- [Source]:
From his discussions with Morgenthau, Truman also concluded that he did not have faith in the Treasury secretary’s loyalty. Morgenthau came off as petulant and hungry for power. Already, the new president was considering who could take the secretary’s place.
///
The White House Cabinet Room adjoined the Oval Office in the West Wing, separated only by the president’s secretary’s office. For years the Cabinet Room had served as a theater where Roosevelt extemporized performances with rambling stories and often incisive polemics, for fidgety cabinet officials crowded around a mahogany conference table. For Roosevelt, cabinet meetings were long-winded solo performances. Truman’s first cabinet sessions were a study in contrast.

- [Exercise task 1]: Sum up the Truman passage in two sentences.

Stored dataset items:
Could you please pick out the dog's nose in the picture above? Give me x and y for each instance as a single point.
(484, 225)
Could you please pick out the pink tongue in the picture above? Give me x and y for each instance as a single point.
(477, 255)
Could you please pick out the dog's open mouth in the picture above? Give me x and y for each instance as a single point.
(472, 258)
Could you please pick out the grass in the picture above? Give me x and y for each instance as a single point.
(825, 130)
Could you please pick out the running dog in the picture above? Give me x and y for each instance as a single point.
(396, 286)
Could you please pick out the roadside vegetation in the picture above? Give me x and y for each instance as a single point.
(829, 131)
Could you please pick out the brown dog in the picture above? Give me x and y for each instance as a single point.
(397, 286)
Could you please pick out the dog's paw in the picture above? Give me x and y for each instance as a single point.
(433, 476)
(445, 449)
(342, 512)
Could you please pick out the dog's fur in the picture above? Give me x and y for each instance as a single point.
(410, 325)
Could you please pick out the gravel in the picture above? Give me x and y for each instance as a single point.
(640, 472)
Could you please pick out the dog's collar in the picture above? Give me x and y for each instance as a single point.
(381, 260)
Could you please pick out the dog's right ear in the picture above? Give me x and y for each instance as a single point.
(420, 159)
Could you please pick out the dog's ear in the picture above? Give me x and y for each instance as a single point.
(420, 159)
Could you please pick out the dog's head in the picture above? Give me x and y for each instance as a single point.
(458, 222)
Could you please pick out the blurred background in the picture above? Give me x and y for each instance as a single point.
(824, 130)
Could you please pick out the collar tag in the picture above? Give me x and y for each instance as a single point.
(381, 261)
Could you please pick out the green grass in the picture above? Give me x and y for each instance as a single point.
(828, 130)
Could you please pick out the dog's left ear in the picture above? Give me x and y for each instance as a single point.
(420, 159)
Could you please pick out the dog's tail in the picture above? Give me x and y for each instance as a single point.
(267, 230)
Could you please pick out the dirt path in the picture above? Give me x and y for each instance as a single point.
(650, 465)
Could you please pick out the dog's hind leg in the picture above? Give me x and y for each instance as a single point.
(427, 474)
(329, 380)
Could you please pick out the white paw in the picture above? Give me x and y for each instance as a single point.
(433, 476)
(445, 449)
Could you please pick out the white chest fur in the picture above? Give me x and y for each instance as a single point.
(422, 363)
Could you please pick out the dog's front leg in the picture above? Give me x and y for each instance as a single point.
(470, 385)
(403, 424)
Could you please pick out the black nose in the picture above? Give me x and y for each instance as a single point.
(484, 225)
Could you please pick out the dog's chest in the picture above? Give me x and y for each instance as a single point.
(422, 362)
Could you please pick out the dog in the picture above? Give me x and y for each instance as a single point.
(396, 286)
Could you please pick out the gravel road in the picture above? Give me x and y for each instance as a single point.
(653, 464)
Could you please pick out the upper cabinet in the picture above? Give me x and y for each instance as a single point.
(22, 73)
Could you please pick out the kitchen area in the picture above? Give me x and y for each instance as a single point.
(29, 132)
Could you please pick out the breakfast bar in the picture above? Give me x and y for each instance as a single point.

- [Exercise task 2]: In the records, write out word for word everything from the line containing "Could you please pick out the kitchen" through the end of the records, including both of those lines.

- [Exercise answer 1]: After his talks with Morgenthau, Truman did not trust the Treasury secretary's loyalty and was already thinking about who could replace him. Roosevelt had used the Cabinet Room, next to the Oval Office, for long-winded solo performances at cabinet meetings, but Truman's first sessions were a study in contrast.

- [Exercise answer 2]:
Could you please pick out the kitchen area in the picture above? Give me x and y for each instance as a single point.
(29, 132)
Could you please pick out the breakfast bar in the picture above? Give me x and y for each instance as a single point.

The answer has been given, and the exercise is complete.